Exercise requirements
A. In the passage on Section 1201, which Supreme Court case is cited as precedent that accessing information is a speech activity?
B. Update the Section 1201 passage starting at "In response to" and ending at "impermissible content-based distinctions.", putting "five-year" in place of "three-year".
C. Carry on the Section 1201 passage from its last sentence.

Quoted passage

---*---

In response to concerns about piracy and ownership in the digital era, Congress created a new class of right—a right to control access to copyrighted works, even legitimately acquired copies of such works. It also prohibited trafficking in technology that can circumvent technological measure that protect these works. These new rights alone would have made fair uses of digital materials nearly impossible, so Congress added exceptions for certain favored uses and users, such as law enforcement. It also provided a process by which the public can petition for three-year exemptions to liability under Section 1201 for circumvention. As a whole, Section 1201 blocks access to information—a prerequisite for speech—and its exceptions, far from resolving the First Amendment issues, are impermissible content-based distinctions.

 

The district court framed Section 1201 as a restriction on conduct with an incidental effect on speech. However, accessing information is a speech activity under Supreme Court precedent such as Sorrell v. IMS Health, where the court struck down a law prohibiting pharmacies from using prescriber-identifying information. And lower courts examining “ag-gag laws” (laws that limit access to and recording of agricultural facilities) have similarly found information gathering to be speech activity. In the same way, accessing information in copyrighted works that have been lawfully acquired, is speech, not conduct.

---*---

(Region pointing data)
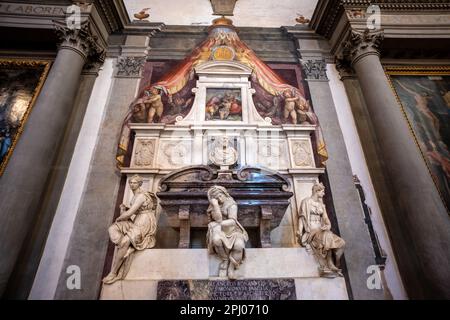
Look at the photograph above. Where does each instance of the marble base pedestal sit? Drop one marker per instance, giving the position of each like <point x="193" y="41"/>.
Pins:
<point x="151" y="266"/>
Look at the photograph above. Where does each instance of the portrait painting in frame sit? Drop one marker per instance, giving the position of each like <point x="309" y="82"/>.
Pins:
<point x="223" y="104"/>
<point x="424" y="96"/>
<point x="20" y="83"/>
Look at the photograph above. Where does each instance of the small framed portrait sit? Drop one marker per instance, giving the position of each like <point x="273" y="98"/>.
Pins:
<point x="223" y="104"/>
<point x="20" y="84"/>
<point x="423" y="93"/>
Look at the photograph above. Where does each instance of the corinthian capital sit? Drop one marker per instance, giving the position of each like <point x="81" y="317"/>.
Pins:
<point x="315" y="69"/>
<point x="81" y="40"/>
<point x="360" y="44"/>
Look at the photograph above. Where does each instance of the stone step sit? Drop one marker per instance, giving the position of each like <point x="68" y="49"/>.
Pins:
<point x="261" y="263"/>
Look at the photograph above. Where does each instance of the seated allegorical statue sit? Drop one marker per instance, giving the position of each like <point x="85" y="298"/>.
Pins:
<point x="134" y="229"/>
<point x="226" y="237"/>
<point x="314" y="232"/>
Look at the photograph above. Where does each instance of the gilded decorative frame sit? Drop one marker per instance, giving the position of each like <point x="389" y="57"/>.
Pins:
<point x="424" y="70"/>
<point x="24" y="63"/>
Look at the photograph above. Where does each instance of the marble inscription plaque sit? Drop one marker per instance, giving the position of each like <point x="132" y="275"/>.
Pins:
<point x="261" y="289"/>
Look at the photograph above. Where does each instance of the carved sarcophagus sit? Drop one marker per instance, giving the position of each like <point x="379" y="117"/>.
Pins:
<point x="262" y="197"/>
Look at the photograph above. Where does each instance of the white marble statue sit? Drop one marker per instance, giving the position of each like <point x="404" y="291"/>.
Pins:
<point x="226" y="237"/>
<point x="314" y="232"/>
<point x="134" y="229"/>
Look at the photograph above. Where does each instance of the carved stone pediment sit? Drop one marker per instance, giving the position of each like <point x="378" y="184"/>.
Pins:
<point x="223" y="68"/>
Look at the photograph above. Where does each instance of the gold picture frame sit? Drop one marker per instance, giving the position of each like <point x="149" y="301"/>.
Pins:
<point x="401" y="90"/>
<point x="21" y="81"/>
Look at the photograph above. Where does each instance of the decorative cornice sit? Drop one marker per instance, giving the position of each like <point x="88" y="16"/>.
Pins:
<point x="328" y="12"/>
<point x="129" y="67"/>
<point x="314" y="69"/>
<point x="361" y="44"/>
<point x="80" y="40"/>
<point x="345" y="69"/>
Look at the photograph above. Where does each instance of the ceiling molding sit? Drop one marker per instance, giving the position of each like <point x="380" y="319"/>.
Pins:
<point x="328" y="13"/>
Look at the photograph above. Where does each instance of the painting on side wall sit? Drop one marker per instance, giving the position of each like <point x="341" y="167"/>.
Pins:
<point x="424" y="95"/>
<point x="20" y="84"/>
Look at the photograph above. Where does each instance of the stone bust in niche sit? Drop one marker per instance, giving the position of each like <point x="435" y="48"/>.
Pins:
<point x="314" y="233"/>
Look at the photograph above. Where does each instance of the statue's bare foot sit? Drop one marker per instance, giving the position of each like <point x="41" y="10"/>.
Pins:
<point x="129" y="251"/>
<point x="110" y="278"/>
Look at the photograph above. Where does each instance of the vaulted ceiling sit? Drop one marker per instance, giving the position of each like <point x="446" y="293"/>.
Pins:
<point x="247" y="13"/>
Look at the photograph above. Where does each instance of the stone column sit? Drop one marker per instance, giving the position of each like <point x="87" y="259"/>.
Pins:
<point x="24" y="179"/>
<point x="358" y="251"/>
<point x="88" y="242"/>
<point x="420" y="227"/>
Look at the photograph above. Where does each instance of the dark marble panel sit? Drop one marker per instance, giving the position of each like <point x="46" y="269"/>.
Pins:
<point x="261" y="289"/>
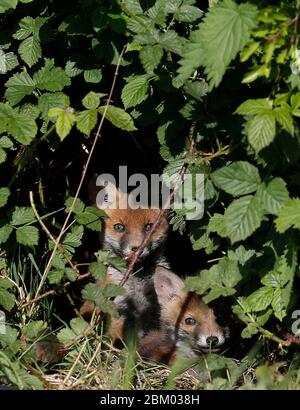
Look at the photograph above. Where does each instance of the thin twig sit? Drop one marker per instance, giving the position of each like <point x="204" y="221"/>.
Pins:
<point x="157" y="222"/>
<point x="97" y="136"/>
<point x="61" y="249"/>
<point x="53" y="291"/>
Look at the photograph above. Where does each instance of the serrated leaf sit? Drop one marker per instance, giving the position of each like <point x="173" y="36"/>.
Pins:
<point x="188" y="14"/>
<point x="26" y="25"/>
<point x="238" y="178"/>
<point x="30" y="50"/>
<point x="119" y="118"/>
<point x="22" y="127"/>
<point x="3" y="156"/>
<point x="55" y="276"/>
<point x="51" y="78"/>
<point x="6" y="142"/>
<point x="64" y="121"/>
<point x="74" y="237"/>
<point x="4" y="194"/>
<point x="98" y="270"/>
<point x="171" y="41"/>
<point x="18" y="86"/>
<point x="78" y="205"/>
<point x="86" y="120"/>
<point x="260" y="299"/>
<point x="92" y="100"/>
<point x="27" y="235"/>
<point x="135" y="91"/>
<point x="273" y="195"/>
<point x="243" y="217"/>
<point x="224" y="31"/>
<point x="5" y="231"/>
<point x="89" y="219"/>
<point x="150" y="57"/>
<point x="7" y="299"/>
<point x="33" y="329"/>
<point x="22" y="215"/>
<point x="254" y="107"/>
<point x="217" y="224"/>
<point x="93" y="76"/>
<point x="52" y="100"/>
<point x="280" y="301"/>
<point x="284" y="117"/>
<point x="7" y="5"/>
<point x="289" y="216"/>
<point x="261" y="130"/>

---*---

Task responses
A. Sorrell v. IMS Health

B.
In response to concerns about piracy and ownership in the digital era, Congress created a new class of right—a right to control access to copyrighted works, even legitimately acquired copies of such works. It also prohibited trafficking in technology that can circumvent technological measure that protect these works. These new rights alone would have made fair uses of digital materials nearly impossible, so Congress added exceptions for certain favored uses and users, such as law enforcement. It also provided a process by which the public can petition for five-year exemptions to liability under Section 1201 for circumvention. As a whole, Section 1201 blocks access to information—a prerequisite for speech—and its exceptions, far from resolving the First Amendment issues, are impermissible content-based distinctions.

C.
 

Further, when laws include exceptions based on the content of speech prohibited, such laws are subject to strict scrutiny as impermissible content discrimination. For example, Regan v. Time struck down a law that prohibited reproductions of currency but had exceptions for historical and newsworthy purposes. Similarly, Section 1201 has permanent exceptions that favor certain types of uses, such as law enforcement. And the Office through the triennial review process has engaged in content discrimination in the exemptions it grants, for example favoring circumventing videos for non-fiction uses but forbidding it in fictional uses. This content-based restriction of speech should be subject to strict scrutiny under the First Amendment.